• Data shown:

•••••

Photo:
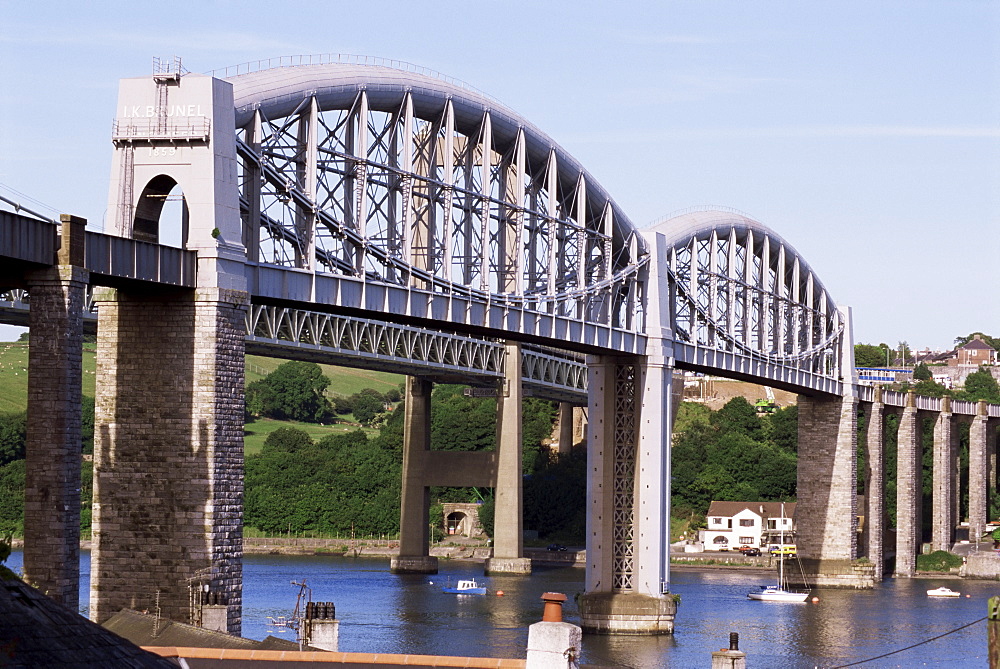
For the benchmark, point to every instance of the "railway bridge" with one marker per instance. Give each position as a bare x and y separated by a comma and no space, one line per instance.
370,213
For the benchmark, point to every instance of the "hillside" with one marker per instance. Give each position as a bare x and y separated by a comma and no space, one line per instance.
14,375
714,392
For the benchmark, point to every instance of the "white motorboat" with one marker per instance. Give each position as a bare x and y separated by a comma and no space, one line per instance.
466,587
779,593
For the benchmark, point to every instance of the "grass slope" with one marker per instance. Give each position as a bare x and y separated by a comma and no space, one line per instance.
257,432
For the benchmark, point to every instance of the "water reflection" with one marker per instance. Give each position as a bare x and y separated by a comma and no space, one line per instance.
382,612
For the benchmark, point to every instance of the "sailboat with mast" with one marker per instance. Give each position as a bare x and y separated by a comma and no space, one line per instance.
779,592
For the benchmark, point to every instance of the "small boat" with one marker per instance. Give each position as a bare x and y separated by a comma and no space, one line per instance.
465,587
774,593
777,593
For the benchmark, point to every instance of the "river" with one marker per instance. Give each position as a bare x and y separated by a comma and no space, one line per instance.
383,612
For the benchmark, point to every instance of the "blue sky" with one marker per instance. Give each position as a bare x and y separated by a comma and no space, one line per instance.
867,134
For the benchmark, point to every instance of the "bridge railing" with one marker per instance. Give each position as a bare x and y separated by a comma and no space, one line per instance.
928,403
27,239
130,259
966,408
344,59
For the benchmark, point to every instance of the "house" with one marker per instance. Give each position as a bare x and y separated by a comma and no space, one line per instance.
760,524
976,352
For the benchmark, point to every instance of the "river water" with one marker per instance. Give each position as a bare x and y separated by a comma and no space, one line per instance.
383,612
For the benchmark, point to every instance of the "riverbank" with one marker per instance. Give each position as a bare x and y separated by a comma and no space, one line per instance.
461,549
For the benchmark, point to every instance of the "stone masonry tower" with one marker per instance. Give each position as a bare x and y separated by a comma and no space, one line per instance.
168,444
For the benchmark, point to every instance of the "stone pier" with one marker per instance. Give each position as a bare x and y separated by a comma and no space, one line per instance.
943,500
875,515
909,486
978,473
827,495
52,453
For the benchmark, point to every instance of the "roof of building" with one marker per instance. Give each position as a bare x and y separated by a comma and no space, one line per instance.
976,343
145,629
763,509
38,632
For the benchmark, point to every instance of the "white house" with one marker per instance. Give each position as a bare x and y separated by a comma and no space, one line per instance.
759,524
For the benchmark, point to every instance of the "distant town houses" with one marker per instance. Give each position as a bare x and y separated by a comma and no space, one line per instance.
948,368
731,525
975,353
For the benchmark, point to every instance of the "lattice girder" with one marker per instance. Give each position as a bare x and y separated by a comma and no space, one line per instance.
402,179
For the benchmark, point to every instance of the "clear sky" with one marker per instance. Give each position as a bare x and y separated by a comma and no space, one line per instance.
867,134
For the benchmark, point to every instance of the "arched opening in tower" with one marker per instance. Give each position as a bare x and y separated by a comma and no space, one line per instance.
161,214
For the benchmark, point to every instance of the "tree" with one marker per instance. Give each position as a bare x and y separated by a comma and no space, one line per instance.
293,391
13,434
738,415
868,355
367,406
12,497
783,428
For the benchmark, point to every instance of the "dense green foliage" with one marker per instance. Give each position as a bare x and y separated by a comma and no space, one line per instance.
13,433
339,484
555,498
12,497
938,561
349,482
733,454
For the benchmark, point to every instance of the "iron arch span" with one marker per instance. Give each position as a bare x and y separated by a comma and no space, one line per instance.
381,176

•••••

• Exercise directions:
Copy the records above exactly, omitting every picture.

• Exercise response:
Photo:
For the benchmark, point to every instance of the "railway bridge" with one marker per instance. Give each position as a bare x and y separated by a comma and no space, one line per instance.
370,213
For the benchmark, point to every instance of the "hillside" with one marker per instance. Give each position as a bare x and y separated by a comma and no space, one line per instance.
14,375
714,392
For the benchmark, point to every instance of the "white motorboat" with one marker per instance. Give each position as a bare x and y separated by a comma and no space, one line per instance.
466,587
779,593
For the benchmark, point to every instance of the "grass slope" with one marker per instance. Give each position as a bare x and y separated by a comma and no space, one line per instance.
257,432
For the benchmark, point to every instance of the "water reflection" with one marker per instance. Give each position as a bare x and y separated by a comma and no space, one line per instance.
382,612
For the benchmark, point to every instance of the "sailboat with mast" with one marker per instance. Give each position as a bare x and y separated by a comma and no space, one line per instance.
779,592
For the benchmark, point to every instance of the "small boat" with one marker per instance. Give each position as a bare x and y separated by a comma and no space, one line per instance.
465,587
774,593
777,593
For the benchmark, point to every instance of the "river" with one marker per instance. Give each position as a bare x and y separated by a comma and no space, one line per instance.
383,612
For the benchmark, point to every instance of the "blue sky" with one marker per instance. Give each position as a bare x and y separated by a comma and no space, one line per instance.
867,134
For the benchmark, point to every instance of the "bridge railing" with one marker per instance. Give each position as a bare x and y separated by a comma and no space, one line per instance.
928,403
27,239
130,259
966,408
344,59
For the benchmark, point to every instance of the "house" with one marker per instance. Give each position as a bare x and y separated by a comma and no space, one line per instance.
760,524
976,352
For the benchmark, point to every instance of the "river water" with one marker per instance. Give each position as a bare x and y separated by a comma and no space, one line per instance.
383,612
For the benchmark, point to every instance of the "riverbank" with one marker per instance. Give each position as a bare x and y separated by a comma and no space, one line per instance.
461,549
For the benchmark, point to every instance of the "stone masonry tower" with one marker per instance. Give each position as a bare x and y separated by a comma and no space, one line per instance.
168,444
For the benchmark, point to every instance of the "stone pier" with one marker per instance. Give each position as a bare x and y separated by a comma and no space, one line per instance.
943,500
875,515
909,486
978,473
827,495
52,453
For the benchmark, point to every instance of the "roof of building" with one marker per instance. Give each position as a bare x and y separated by a comma and no space, one line per instance.
976,343
145,629
763,509
38,632
For the benchmark, point to every instance of the "white house" with one marker per instance. Give each position as a bare x and y separated by a comma and no space, one line per instance.
759,524
For the benchmark, point to every instance of the "distant town houses" with one marker per instance. Give each position as a bare x and y separated by a comma and no space, one line per instance.
948,368
731,525
975,353
For the benchmark, point to every instance of the "lattice girder" with one marker per instance. Give each position as a bare x and y separated by a comma and no space, one line per instance.
402,179
For the benchmark, point to every instance of the "clear sky" with one marker per instance. Give each position as a bare x and y separated by a comma and no space, one line per instance.
867,134
For the benchmark, point to every instance of the "arched opening in tower" with one marker per instance. Give each position as a bare x and y separated by a comma and no space, one line per instance.
161,214
For the benchmark, point to every instance of the "tree" with one marker per instance. Give each position as a bare x and y separated by a comma and no space, one line per instance.
293,391
13,434
738,415
868,355
367,406
12,497
783,428
For the benchmark, point to every instance of the "dense green foliage" with one marker per instance. Give each position as a bare x and y separated by a comma and no space, one line per instance.
13,433
339,484
555,498
12,497
938,561
349,482
733,454
For the benchmark, point to every instance of the "iron arch span" with one marker per instance. Give each position as a bare x and y separated by a comma and no space, one line per instance.
381,176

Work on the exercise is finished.